• **GIVEN INSTRUCTION**: Rewrite the entries below, replacing "pin" with "marker" everywhere it appears and leaving everything else unchanged.

──────

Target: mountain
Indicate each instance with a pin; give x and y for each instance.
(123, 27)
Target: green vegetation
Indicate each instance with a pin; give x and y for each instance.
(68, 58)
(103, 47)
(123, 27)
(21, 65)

──────

• **CORRECT ANSWER**:
Target: mountain
Indicate each instance with a marker; give x and y for each instance.
(123, 27)
Target: green vegetation
Indicate each instance with a marker; give x and y for each instance.
(68, 58)
(103, 47)
(123, 27)
(21, 65)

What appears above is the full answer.